Records from a data source.
------------------------------------------------------------------------

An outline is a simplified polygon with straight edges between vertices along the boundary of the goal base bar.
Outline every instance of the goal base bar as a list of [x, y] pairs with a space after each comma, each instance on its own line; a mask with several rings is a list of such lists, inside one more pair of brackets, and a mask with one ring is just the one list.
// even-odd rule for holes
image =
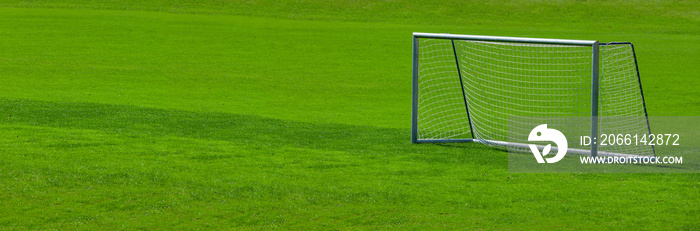
[[[480, 143], [480, 144], [490, 144], [490, 145], [504, 146], [504, 147], [515, 147], [515, 148], [522, 148], [522, 149], [529, 149], [530, 148], [529, 144], [506, 142], [506, 141], [484, 140], [484, 139], [435, 139], [435, 140], [417, 140], [416, 141], [416, 143], [469, 143], [469, 142]], [[544, 145], [537, 145], [537, 148], [543, 149]], [[551, 150], [558, 151], [559, 148], [551, 147]], [[566, 150], [566, 152], [579, 154], [579, 155], [585, 155], [585, 156], [591, 155], [590, 150], [578, 149], [578, 148], [569, 148]], [[611, 156], [611, 157], [624, 157], [624, 158], [656, 157], [656, 155], [644, 156], [644, 155], [633, 155], [633, 154], [604, 152], [604, 151], [598, 151], [597, 155], [598, 156]]]
[[474, 139], [434, 139], [434, 140], [416, 140], [414, 143], [468, 143], [475, 142]]

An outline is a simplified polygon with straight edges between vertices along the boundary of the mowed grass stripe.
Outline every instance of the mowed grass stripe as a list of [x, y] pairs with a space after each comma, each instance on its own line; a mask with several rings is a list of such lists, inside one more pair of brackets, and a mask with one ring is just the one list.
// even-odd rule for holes
[[9, 98], [407, 128], [410, 34], [427, 31], [632, 41], [650, 115], [693, 115], [700, 107], [685, 87], [700, 84], [692, 78], [700, 57], [692, 33], [0, 11], [0, 96]]
[[[535, 224], [528, 225], [525, 214], [547, 206], [558, 218], [545, 221], [599, 214], [627, 220], [627, 226], [646, 211], [630, 210], [648, 206], [638, 201], [663, 198], [664, 206], [656, 208], [673, 215], [656, 217], [659, 222], [681, 216], [672, 210], [697, 209], [680, 200], [696, 192], [689, 187], [697, 184], [696, 175], [507, 174], [504, 152], [477, 144], [409, 145], [401, 139], [405, 129], [94, 103], [1, 102], [2, 111], [12, 113], [2, 119], [2, 168], [8, 173], [3, 201], [8, 212], [34, 214], [40, 223], [77, 225], [72, 219], [87, 216], [82, 227], [114, 225], [118, 220], [107, 213], [148, 213], [136, 220], [155, 225], [177, 213], [255, 227], [307, 225], [306, 219], [328, 227], [396, 219], [396, 227], [438, 221], [459, 227], [474, 216], [489, 217], [493, 227], [528, 227]], [[598, 211], [588, 203], [618, 206]], [[56, 215], [45, 213], [45, 206]], [[196, 206], [229, 215], [198, 215]], [[65, 213], [76, 207], [80, 213]], [[449, 216], [431, 215], [438, 213]]]

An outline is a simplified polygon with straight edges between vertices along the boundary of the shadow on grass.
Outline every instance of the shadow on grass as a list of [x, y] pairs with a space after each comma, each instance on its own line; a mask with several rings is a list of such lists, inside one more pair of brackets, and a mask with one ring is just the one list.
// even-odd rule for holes
[[[313, 124], [219, 112], [190, 112], [98, 103], [0, 98], [0, 123], [148, 137], [230, 141], [263, 148], [307, 148], [365, 155], [415, 154], [437, 162], [494, 163], [497, 150], [479, 144], [411, 144], [409, 129]], [[485, 157], [488, 156], [488, 157]], [[498, 155], [504, 166], [505, 154]], [[456, 158], [456, 159], [455, 159]]]

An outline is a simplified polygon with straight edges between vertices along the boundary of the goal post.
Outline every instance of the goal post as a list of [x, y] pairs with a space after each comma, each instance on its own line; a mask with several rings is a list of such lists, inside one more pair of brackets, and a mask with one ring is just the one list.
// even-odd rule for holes
[[[626, 42], [413, 33], [412, 104], [412, 143], [522, 146], [508, 142], [512, 117], [585, 117], [567, 129], [590, 137], [650, 133], [634, 47]], [[517, 132], [526, 137], [523, 129]], [[653, 147], [587, 148], [581, 152], [591, 156], [653, 155]]]

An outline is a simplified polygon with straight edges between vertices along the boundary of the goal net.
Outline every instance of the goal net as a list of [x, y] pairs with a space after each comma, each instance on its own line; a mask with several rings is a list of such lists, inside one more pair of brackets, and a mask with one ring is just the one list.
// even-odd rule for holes
[[577, 137], [650, 132], [631, 43], [414, 33], [413, 52], [414, 143], [527, 143], [543, 122]]

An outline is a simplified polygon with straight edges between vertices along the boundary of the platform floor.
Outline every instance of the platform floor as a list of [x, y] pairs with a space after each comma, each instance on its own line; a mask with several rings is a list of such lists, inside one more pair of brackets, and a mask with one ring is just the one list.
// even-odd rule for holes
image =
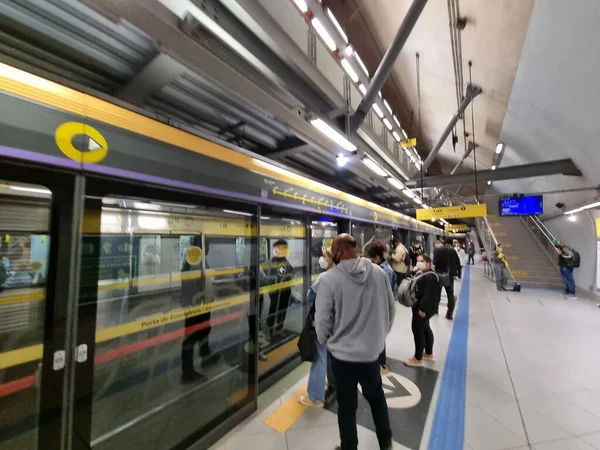
[[[568, 301], [550, 290], [498, 292], [478, 265], [471, 266], [456, 291], [455, 321], [432, 319], [436, 360], [427, 369], [401, 364], [413, 343], [410, 311], [398, 306], [387, 340], [397, 375], [384, 379], [390, 388], [394, 448], [600, 449], [596, 302]], [[263, 394], [264, 408], [213, 449], [328, 450], [339, 445], [335, 414], [297, 403], [307, 367], [297, 373], [302, 379], [283, 395], [281, 387]], [[359, 448], [377, 449], [368, 411], [359, 410], [358, 416]]]

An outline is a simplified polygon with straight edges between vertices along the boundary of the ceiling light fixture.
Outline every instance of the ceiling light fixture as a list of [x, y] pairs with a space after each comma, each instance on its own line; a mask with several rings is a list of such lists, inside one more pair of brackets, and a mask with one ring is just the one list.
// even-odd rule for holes
[[365, 87], [365, 85], [364, 85], [364, 84], [360, 84], [360, 85], [358, 86], [358, 90], [360, 91], [360, 93], [361, 93], [362, 95], [367, 95], [367, 88]]
[[380, 119], [383, 119], [383, 111], [377, 103], [373, 103], [373, 109], [375, 110], [375, 114], [377, 114]]
[[494, 165], [494, 166], [492, 166], [492, 170], [496, 170], [496, 166], [495, 166], [495, 165]]
[[367, 76], [369, 76], [369, 71], [367, 70], [367, 66], [365, 66], [365, 63], [362, 62], [362, 59], [360, 59], [360, 56], [358, 56], [357, 52], [354, 53], [354, 57], [356, 58], [356, 62], [358, 63], [360, 68], [367, 74]]
[[325, 29], [325, 27], [323, 26], [321, 21], [318, 18], [314, 17], [310, 23], [312, 24], [313, 28], [317, 31], [318, 35], [321, 36], [321, 39], [323, 39], [323, 42], [329, 48], [329, 50], [331, 50], [332, 52], [335, 52], [337, 49], [337, 46], [335, 45], [335, 41], [329, 35], [329, 33], [327, 32], [327, 30]]
[[8, 185], [9, 189], [12, 189], [13, 191], [22, 191], [22, 192], [31, 192], [34, 194], [52, 194], [52, 192], [48, 189], [44, 189], [44, 188], [32, 188], [32, 187], [27, 187], [27, 186], [15, 186], [12, 184]]
[[357, 150], [356, 145], [342, 136], [340, 133], [331, 128], [327, 123], [325, 123], [322, 119], [313, 119], [310, 123], [321, 133], [327, 136], [336, 144], [341, 145], [343, 148], [348, 150], [349, 152], [355, 152]]
[[308, 5], [306, 4], [306, 2], [304, 0], [294, 0], [294, 3], [296, 4], [296, 6], [298, 7], [298, 9], [300, 10], [300, 12], [302, 14], [305, 14], [308, 12]]
[[413, 191], [411, 191], [410, 189], [404, 189], [402, 191], [402, 193], [404, 195], [406, 195], [408, 198], [415, 198], [416, 197], [416, 194]]
[[570, 220], [571, 222], [577, 222], [577, 216], [575, 216], [575, 215], [571, 214], [571, 215], [569, 216], [569, 220]]
[[379, 164], [377, 164], [370, 156], [365, 156], [362, 159], [362, 162], [375, 175], [379, 175], [380, 177], [386, 177], [388, 175], [388, 173]]
[[340, 153], [335, 158], [335, 161], [337, 162], [338, 167], [344, 167], [346, 163], [348, 163], [348, 158], [346, 158], [342, 153]]
[[329, 16], [329, 19], [333, 22], [333, 25], [335, 26], [335, 28], [338, 30], [338, 33], [340, 33], [340, 35], [342, 36], [342, 39], [344, 39], [344, 42], [347, 44], [348, 36], [346, 36], [346, 33], [344, 33], [344, 29], [339, 24], [339, 22], [336, 20], [335, 16], [333, 15], [333, 13], [331, 12], [331, 10], [329, 8], [327, 8], [327, 15]]
[[392, 136], [394, 136], [394, 139], [396, 139], [398, 142], [400, 142], [402, 140], [402, 139], [400, 139], [400, 135], [398, 134], [397, 131], [393, 131]]
[[400, 181], [396, 180], [394, 177], [388, 177], [387, 180], [396, 189], [400, 189], [401, 191], [406, 189], [406, 186], [404, 186]]
[[358, 82], [358, 74], [354, 71], [354, 69], [348, 62], [348, 60], [345, 58], [342, 58], [341, 64], [342, 64], [342, 67], [344, 68], [344, 70], [346, 71], [346, 73], [348, 74], [348, 76], [350, 77], [350, 79], [352, 80], [352, 82], [357, 83]]
[[387, 100], [384, 100], [384, 101], [383, 101], [383, 105], [385, 106], [385, 109], [387, 109], [387, 110], [390, 112], [390, 114], [393, 114], [393, 113], [392, 113], [392, 107], [391, 107], [391, 106], [390, 106], [390, 104], [387, 102]]
[[417, 204], [417, 205], [422, 205], [423, 204], [423, 200], [421, 200], [420, 197], [415, 197], [413, 198], [413, 201]]
[[398, 128], [402, 129], [402, 127], [400, 126], [400, 121], [398, 120], [398, 118], [396, 116], [392, 116], [394, 119], [394, 122], [396, 122], [396, 125], [398, 125]]
[[498, 145], [496, 145], [496, 154], [499, 155], [500, 153], [502, 153], [503, 148], [504, 144], [502, 142], [499, 142]]
[[491, 181], [488, 181], [488, 186], [491, 186], [491, 185], [492, 185], [492, 182], [491, 182]]
[[385, 125], [385, 127], [386, 127], [388, 130], [392, 131], [392, 124], [390, 123], [390, 121], [389, 121], [389, 120], [387, 120], [387, 117], [384, 117], [384, 118], [383, 118], [383, 124]]
[[248, 217], [251, 217], [251, 216], [254, 215], [254, 214], [247, 213], [247, 212], [244, 212], [244, 211], [234, 211], [232, 209], [224, 209], [223, 212], [227, 213], [227, 214], [235, 214], [235, 215], [238, 215], [238, 216], [248, 216]]
[[585, 205], [585, 206], [582, 206], [577, 209], [572, 209], [571, 211], [566, 211], [564, 214], [565, 215], [576, 214], [578, 212], [585, 211], [586, 209], [598, 208], [599, 206], [600, 206], [600, 202], [590, 203], [589, 205]]

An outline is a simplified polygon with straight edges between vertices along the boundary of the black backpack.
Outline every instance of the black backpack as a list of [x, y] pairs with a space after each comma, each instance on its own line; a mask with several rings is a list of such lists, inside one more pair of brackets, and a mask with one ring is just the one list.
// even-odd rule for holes
[[579, 265], [581, 264], [581, 256], [579, 256], [579, 252], [577, 250], [574, 250], [574, 249], [570, 249], [570, 250], [573, 253], [573, 257], [566, 259], [567, 265], [571, 269], [577, 269], [577, 268], [579, 268]]

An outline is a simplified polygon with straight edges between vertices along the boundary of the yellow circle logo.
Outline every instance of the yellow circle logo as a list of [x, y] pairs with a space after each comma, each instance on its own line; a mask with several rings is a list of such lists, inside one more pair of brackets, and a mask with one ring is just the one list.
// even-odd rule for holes
[[185, 260], [190, 266], [197, 266], [202, 261], [202, 249], [196, 245], [185, 252]]
[[375, 211], [375, 212], [373, 212], [373, 220], [377, 221], [377, 218], [378, 218], [377, 211]]
[[[81, 151], [73, 145], [75, 136], [86, 136], [87, 151]], [[104, 136], [95, 128], [81, 122], [66, 122], [54, 133], [56, 145], [64, 155], [73, 161], [94, 164], [99, 163], [108, 154], [108, 144]]]

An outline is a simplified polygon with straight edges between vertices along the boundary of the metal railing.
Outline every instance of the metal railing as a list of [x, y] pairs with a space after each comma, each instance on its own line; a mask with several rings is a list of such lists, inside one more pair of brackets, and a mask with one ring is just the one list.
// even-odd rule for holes
[[494, 269], [490, 259], [494, 249], [496, 248], [496, 244], [498, 244], [498, 239], [496, 239], [494, 231], [492, 230], [492, 227], [490, 227], [487, 217], [477, 217], [475, 219], [475, 225], [477, 226], [477, 233], [479, 234], [479, 239], [481, 239], [481, 242], [483, 243], [483, 248], [485, 249], [486, 254], [485, 261], [482, 260], [483, 273], [487, 278], [494, 281]]
[[542, 247], [542, 250], [544, 250], [548, 258], [550, 258], [553, 264], [558, 268], [556, 262], [558, 250], [554, 245], [554, 242], [556, 241], [554, 235], [537, 216], [521, 216], [521, 220], [531, 232], [537, 243]]

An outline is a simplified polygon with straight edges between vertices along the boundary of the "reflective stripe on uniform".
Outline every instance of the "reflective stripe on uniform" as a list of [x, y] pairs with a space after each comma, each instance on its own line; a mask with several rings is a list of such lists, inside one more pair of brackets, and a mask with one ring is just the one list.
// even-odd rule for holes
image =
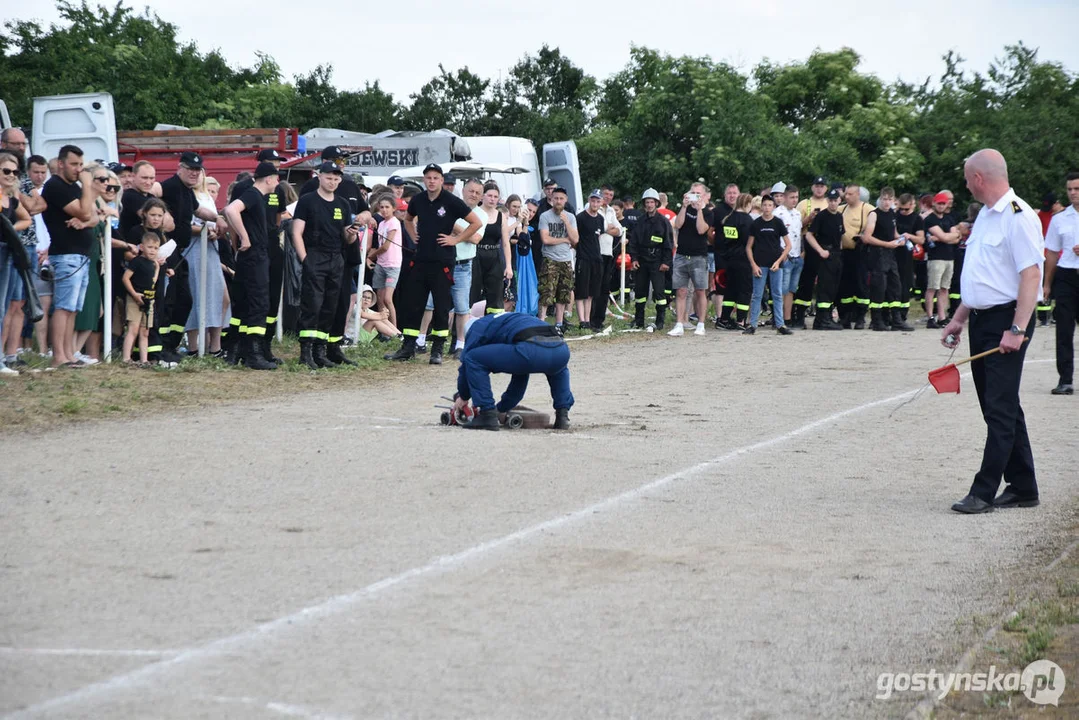
[[405, 337], [418, 338], [420, 336], [419, 330], [412, 330], [411, 328], [401, 328], [401, 334]]
[[326, 340], [327, 340], [328, 342], [332, 342], [332, 343], [339, 343], [339, 342], [341, 342], [341, 339], [342, 339], [342, 338], [341, 338], [341, 336], [340, 336], [340, 335], [336, 335], [336, 336], [335, 336], [335, 335], [331, 335], [331, 336], [329, 336], [329, 337], [327, 337], [327, 338], [326, 338]]
[[248, 335], [265, 335], [266, 328], [264, 327], [249, 327], [247, 328]]
[[[408, 334], [408, 330], [405, 330], [405, 334], [406, 335]], [[318, 339], [318, 330], [301, 330], [300, 331], [300, 339], [305, 340], [307, 338], [314, 338], [314, 339], [317, 340]]]
[[450, 336], [449, 330], [432, 330], [431, 337], [446, 338]]
[[794, 304], [795, 305], [805, 305], [806, 307], [810, 307], [813, 303], [811, 301], [809, 301], [809, 300], [795, 299]]

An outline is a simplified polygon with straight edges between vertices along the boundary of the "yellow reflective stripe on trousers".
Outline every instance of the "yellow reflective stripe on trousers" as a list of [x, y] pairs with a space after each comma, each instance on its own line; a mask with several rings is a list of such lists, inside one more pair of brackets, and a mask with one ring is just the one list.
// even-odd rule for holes
[[238, 317], [234, 317], [234, 318], [231, 318], [231, 319], [229, 320], [229, 325], [236, 325], [237, 327], [239, 327], [239, 325], [240, 325], [240, 318], [238, 318]]
[[301, 340], [306, 340], [308, 338], [317, 340], [318, 339], [318, 330], [301, 330], [300, 331], [300, 339]]
[[739, 310], [744, 310], [746, 312], [749, 312], [749, 305], [735, 305], [735, 307], [738, 308]]
[[504, 312], [506, 312], [506, 311], [503, 310], [502, 308], [487, 308], [486, 314], [487, 315], [501, 315]]
[[249, 327], [247, 328], [248, 335], [265, 335], [266, 328], [264, 327]]
[[794, 300], [794, 304], [795, 304], [795, 305], [804, 305], [804, 306], [806, 306], [806, 307], [810, 307], [810, 306], [811, 306], [811, 305], [812, 305], [813, 303], [812, 303], [812, 302], [810, 302], [809, 300], [798, 300], [798, 299], [796, 298], [796, 299]]
[[411, 328], [401, 328], [401, 334], [405, 337], [418, 338], [420, 336], [419, 330], [412, 330]]
[[330, 335], [330, 336], [328, 336], [326, 338], [326, 340], [327, 340], [327, 342], [339, 343], [339, 342], [341, 342], [341, 336], [340, 335]]
[[267, 325], [273, 325], [275, 322], [277, 322], [277, 318], [275, 318], [275, 317], [267, 317], [266, 318], [266, 324]]
[[432, 330], [431, 337], [446, 338], [450, 336], [449, 330]]

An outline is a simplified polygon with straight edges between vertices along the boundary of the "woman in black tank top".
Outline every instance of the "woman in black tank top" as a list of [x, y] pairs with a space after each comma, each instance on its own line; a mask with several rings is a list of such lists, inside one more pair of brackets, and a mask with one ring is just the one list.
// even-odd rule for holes
[[[483, 204], [488, 223], [483, 228], [483, 238], [476, 247], [476, 259], [472, 263], [473, 304], [487, 301], [487, 313], [501, 311], [505, 298], [503, 280], [512, 272], [506, 267], [506, 247], [509, 245], [509, 227], [497, 210], [501, 192], [495, 183], [483, 187]], [[510, 275], [512, 277], [512, 275]]]

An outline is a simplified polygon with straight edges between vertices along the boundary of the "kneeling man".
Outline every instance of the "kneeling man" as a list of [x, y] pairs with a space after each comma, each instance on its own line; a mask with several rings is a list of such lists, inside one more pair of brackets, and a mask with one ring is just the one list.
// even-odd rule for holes
[[[523, 313], [502, 313], [472, 319], [465, 326], [465, 347], [457, 373], [457, 409], [472, 400], [477, 414], [463, 427], [498, 430], [498, 414], [517, 407], [528, 388], [528, 376], [543, 373], [554, 399], [555, 430], [569, 429], [573, 393], [569, 389], [569, 346], [554, 327]], [[512, 376], [495, 404], [491, 373]]]

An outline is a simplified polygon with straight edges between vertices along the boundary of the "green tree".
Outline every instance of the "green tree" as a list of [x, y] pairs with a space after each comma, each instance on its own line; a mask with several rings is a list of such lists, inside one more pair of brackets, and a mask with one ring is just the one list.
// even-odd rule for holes
[[485, 94], [490, 81], [467, 67], [439, 74], [412, 94], [412, 106], [404, 114], [409, 130], [448, 128], [461, 135], [475, 135], [486, 115]]
[[773, 65], [767, 60], [753, 71], [759, 92], [776, 104], [780, 122], [793, 128], [843, 117], [858, 105], [881, 97], [883, 86], [858, 72], [861, 58], [850, 48], [815, 51], [804, 63]]

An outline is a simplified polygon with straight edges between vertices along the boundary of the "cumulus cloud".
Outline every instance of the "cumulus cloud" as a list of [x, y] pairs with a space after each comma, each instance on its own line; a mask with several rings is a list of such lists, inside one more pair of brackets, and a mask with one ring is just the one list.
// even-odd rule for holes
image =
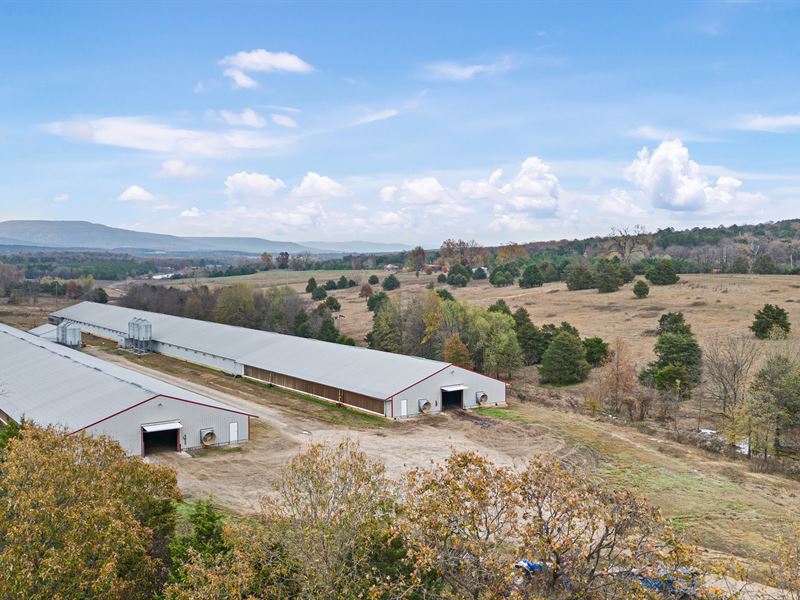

------------------------------------------------------------------------

What you should do. Which lines above contain the word "kneeling"? Copy each of them.

Finished task.
An outline is a simplified polygon with straight edges between vertices along the boundary of the "kneeling man".
Outline every instance of the "kneeling man" as a list of [x, y] pairs with a space after each comma, each instance on its own line; a mask with several rings is a list of such lists, inside one more pair of brackets, and a mask with one ring is just the one list.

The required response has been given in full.